▶ INSTRUCTION
Copy out all of the entries below verbatim, line for line.

[Entries excerpted from a collection]
____________

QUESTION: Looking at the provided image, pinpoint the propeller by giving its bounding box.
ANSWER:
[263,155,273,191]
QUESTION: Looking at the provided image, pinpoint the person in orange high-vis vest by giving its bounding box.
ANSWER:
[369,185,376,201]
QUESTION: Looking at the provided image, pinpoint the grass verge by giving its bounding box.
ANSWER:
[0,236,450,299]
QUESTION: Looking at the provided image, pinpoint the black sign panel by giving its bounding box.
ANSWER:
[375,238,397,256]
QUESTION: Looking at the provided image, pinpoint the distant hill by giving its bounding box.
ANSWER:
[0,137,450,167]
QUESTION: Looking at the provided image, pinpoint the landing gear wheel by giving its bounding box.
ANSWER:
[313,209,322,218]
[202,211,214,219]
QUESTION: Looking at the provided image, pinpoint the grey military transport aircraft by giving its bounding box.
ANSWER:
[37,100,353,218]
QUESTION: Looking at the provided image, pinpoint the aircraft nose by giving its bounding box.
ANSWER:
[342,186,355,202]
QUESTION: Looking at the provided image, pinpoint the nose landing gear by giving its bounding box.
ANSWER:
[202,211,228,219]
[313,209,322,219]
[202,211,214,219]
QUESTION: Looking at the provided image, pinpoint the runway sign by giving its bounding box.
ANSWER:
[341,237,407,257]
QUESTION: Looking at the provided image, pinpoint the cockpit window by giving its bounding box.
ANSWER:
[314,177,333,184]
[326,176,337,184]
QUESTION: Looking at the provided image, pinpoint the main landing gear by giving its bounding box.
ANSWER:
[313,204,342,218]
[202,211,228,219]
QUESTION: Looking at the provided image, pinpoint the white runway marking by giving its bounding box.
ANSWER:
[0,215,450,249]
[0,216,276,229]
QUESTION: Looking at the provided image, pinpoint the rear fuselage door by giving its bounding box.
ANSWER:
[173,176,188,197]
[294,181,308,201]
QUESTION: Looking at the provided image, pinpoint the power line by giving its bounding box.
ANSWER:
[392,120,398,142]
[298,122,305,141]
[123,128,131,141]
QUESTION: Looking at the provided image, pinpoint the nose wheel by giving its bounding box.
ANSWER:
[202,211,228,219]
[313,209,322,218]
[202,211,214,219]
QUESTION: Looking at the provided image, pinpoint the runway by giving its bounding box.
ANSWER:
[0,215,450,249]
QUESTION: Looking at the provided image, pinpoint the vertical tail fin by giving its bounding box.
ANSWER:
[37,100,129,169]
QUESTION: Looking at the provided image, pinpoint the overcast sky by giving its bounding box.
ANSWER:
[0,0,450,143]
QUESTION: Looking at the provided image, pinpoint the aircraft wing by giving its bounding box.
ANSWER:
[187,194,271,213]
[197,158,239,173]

____________

▶ CORRECT OUTPUT
QUESTION: Looking at the provided image, pinpoint the propeller by giving its bounding box.
ANSWER:
[263,155,273,191]
QUESTION: Looking at the provided image, pinpoint the person in orange high-vis vest by giving its bounding box.
ANSWER:
[369,185,376,201]
QUESTION: Looking at the provided image, pinpoint the grass verge by giving its bounding box.
ANSWER:
[0,236,450,299]
QUESTION: Looking at the provided image, pinpoint the black sign panel by giving its bounding box.
ANSWER:
[375,238,397,256]
QUESTION: Looking at the provided image, pinpoint the distant hill by giving its bounding box.
ANSWER:
[0,137,450,167]
QUESTION: Looking at the provided image, pinpoint the landing gear wheel by giving its bounding box.
ANSWER:
[313,209,322,218]
[202,211,214,219]
QUESTION: Looking at the provided image, pinpoint the grey military transport aircraft by giving its bounding box.
ANSWER:
[37,100,353,218]
QUESTION: Looking at the provided image, pinpoint the aircraft nose by giving its bounding box.
ANSWER:
[342,186,355,202]
QUESTION: Looking at the provided image, pinpoint the nose landing gear by giving its bounding box.
ANSWER:
[202,211,228,219]
[313,209,322,219]
[202,211,214,219]
QUESTION: Looking at the provided image, pinpoint the runway sign by giving its bounding box.
ANSWER:
[341,237,407,257]
QUESTION: Looking at the provided image, pinpoint the cockpit window by giving its bounding box.
ANSWER:
[314,177,333,184]
[326,176,337,184]
QUESTION: Looking at the provided image, pinpoint the main landing gear by giving its bounding box.
ANSWER:
[313,204,342,218]
[202,211,228,219]
QUESTION: Looking at the provided image, pinpoint the white runway marking by giving its bounding box.
ANSWER:
[0,215,450,249]
[0,216,276,229]
QUESTION: Looking at the provided image, pinpoint the rear fuselage door by giving its bounding box.
ANSWER:
[173,176,188,197]
[294,181,308,201]
QUESTION: Looking at the provided image, pinpoint the power line by giving its bounding box.
ANSWER:
[392,120,398,142]
[298,122,305,141]
[123,128,131,141]
QUESTION: Looking at the provided image, pinpoint the nose wheel by giving its bounding box.
ANSWER:
[202,211,228,219]
[313,209,322,218]
[202,211,214,219]
QUESTION: Looking at the provided image, pinpoint the runway by giving its bounding box.
ANSWER:
[0,215,450,249]
QUESTION: Looking at the provided image, pinpoint the vertical tail fin by giving its bounding box.
ANSWER:
[37,100,129,169]
QUESTION: Looking at the provided image, pinpoint the overcast sky by giving its bounding box.
ANSWER:
[0,0,450,143]
QUESTION: Looking at the provided image, pinpoint the aircraft wing by giving its bounding box.
ANSWER:
[187,194,271,213]
[197,158,239,173]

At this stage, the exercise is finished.